* **Aim of the task**: Lines from the one containing "Indicate the outdoor" through the last line of the material below: print these exactly, and only these.

————

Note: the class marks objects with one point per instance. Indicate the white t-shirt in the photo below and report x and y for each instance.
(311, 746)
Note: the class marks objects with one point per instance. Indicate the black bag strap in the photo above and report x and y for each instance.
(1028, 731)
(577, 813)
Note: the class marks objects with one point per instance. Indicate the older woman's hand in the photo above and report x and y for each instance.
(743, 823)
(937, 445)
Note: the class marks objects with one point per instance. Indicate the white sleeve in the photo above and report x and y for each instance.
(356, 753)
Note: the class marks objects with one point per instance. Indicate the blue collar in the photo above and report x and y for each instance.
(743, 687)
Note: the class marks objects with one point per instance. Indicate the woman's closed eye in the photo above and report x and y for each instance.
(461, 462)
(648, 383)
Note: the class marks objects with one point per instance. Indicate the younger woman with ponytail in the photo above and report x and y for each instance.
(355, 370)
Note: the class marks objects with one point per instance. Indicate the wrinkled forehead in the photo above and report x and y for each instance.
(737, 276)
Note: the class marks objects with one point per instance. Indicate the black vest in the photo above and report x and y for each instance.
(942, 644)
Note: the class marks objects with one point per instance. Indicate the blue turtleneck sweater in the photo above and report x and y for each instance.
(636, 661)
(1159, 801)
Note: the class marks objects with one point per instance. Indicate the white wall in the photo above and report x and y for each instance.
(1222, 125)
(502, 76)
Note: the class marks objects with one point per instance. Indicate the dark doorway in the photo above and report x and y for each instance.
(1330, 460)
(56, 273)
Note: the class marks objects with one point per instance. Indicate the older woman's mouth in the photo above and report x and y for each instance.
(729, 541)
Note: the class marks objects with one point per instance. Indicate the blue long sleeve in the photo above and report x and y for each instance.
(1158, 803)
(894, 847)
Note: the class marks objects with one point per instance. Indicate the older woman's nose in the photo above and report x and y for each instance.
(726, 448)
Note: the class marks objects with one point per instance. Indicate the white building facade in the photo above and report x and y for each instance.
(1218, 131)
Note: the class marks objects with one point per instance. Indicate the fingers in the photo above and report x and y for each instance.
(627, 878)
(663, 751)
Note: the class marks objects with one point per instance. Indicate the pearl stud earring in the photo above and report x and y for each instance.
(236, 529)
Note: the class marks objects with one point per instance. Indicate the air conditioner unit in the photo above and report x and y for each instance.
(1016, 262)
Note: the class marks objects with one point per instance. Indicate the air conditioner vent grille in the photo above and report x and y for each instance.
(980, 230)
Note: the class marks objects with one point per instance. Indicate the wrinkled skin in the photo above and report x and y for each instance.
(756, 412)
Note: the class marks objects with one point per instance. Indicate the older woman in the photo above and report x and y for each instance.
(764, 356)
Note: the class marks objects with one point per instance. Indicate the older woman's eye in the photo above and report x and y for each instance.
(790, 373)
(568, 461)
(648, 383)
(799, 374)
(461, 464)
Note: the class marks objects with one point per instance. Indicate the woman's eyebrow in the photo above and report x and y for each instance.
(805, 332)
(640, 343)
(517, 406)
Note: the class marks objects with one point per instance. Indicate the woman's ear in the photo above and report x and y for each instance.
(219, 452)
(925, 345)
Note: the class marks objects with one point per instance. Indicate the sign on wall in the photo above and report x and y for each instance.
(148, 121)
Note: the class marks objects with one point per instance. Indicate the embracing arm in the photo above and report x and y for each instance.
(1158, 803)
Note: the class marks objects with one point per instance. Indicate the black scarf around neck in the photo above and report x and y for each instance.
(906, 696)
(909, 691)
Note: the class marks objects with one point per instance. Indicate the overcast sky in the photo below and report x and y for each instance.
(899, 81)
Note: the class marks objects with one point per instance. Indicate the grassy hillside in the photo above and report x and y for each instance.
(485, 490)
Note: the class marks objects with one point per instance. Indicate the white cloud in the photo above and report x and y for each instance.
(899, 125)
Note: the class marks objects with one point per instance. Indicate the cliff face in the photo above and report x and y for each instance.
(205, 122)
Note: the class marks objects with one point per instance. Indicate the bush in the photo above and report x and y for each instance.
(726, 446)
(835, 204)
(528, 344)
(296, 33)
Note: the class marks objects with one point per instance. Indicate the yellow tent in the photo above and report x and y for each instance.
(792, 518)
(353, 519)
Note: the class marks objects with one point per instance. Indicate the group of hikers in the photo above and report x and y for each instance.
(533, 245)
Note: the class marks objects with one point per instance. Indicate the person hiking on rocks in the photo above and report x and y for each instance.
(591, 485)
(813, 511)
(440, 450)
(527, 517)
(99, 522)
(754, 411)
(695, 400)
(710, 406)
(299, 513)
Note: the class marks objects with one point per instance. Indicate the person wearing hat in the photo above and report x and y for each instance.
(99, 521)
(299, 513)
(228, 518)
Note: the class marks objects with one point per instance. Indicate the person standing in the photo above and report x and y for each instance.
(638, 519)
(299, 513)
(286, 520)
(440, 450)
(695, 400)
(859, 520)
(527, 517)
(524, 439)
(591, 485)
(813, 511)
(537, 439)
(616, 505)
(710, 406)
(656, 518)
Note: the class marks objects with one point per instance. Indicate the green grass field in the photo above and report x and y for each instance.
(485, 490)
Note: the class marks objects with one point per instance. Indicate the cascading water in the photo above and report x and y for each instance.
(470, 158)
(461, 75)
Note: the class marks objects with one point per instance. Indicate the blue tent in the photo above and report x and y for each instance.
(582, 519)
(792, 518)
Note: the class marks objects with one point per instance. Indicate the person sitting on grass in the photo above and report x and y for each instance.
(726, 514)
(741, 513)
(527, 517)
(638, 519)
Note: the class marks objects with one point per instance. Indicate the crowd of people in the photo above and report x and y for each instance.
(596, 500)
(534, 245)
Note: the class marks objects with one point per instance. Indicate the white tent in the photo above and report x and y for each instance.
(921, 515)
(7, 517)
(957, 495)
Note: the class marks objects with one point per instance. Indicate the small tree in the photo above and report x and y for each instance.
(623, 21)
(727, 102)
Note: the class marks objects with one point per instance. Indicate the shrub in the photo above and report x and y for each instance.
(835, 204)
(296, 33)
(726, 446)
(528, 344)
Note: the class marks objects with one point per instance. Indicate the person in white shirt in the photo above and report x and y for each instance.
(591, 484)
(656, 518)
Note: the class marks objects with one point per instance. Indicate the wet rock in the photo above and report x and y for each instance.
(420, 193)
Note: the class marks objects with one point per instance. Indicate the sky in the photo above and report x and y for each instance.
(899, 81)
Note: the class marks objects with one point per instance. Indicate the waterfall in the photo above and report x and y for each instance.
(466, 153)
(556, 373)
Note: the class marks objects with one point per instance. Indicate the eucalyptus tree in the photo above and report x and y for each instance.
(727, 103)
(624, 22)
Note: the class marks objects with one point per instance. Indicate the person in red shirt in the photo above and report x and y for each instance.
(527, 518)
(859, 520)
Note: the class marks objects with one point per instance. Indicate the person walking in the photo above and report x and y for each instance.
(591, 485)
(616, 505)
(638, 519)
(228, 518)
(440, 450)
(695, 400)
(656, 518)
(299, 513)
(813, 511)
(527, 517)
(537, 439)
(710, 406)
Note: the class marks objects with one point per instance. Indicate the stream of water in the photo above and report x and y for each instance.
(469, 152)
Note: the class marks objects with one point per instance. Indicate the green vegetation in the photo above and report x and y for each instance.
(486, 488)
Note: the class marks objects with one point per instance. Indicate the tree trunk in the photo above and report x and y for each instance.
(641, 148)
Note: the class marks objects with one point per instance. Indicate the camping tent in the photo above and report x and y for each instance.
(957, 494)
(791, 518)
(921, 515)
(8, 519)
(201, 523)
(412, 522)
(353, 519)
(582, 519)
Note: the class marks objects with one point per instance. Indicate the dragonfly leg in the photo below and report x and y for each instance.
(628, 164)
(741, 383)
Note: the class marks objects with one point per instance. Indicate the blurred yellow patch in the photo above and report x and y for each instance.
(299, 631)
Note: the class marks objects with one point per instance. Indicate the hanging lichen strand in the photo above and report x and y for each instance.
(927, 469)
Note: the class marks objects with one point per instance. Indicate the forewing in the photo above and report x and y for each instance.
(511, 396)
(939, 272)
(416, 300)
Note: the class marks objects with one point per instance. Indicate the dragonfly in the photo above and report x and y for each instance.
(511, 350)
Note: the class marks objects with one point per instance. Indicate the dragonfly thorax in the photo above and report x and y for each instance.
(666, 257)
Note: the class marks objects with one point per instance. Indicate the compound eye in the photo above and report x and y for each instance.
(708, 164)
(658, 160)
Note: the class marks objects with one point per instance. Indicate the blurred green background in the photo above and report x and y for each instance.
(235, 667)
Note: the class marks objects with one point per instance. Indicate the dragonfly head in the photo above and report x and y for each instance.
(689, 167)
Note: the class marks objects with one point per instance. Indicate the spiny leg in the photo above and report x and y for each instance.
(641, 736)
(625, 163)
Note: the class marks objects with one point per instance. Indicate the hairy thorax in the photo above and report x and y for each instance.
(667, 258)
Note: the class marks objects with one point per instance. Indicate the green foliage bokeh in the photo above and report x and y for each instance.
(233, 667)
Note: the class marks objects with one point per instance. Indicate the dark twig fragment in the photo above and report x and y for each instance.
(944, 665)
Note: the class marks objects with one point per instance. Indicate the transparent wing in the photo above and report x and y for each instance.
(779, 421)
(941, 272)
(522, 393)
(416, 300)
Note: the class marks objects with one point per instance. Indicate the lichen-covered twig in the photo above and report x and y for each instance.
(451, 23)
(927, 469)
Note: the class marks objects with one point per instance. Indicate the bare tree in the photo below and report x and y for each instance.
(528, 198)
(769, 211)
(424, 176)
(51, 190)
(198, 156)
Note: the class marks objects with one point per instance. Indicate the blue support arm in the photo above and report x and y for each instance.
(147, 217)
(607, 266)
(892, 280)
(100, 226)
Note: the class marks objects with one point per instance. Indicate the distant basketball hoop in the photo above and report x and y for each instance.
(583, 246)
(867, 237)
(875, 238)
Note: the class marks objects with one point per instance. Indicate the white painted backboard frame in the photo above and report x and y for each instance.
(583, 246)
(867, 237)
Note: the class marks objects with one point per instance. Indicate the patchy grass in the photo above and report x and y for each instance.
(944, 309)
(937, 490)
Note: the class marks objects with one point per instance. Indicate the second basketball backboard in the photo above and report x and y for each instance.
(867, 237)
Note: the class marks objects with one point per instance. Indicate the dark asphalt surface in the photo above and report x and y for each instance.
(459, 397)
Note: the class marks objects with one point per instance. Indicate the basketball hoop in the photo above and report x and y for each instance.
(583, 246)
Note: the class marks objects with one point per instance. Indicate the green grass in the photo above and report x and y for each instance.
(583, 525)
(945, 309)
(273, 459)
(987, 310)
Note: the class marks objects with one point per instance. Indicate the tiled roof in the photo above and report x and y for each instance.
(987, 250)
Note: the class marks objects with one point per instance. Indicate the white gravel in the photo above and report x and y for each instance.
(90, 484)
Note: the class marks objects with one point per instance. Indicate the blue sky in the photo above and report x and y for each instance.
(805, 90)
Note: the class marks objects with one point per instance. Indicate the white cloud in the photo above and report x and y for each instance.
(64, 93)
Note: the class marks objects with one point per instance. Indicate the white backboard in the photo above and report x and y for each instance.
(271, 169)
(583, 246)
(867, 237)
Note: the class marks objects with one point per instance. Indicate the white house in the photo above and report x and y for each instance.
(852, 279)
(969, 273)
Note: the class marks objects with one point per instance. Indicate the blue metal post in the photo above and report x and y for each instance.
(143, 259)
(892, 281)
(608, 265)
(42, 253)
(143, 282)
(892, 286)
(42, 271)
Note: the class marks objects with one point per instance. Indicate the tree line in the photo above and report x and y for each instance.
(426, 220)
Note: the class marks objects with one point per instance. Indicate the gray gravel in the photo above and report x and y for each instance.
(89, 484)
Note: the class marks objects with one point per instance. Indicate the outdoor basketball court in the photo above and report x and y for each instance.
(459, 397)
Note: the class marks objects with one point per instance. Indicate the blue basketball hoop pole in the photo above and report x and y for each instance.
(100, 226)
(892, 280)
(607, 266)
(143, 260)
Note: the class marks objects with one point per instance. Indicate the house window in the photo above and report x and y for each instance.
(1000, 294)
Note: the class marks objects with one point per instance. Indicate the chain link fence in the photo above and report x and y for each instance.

————

* **Solved exercise**:
Note: the class marks objects with one point per instance. Indicate the outdoor basketball court in the photo above and report x and y for each instance.
(459, 397)
Note: the class marks objects with one point per instance. Indicate the blue basketball hoop pole in the photo above and report x and y for each instance.
(100, 226)
(892, 280)
(607, 266)
(143, 260)
Note: the class marks objects with one point per instance. Indicate the house window in the photo above and report x and y for each instance.
(1000, 294)
Note: the class marks objects with one point per instance. Indicate the chain link fence in the photo above and report x and y for each instance.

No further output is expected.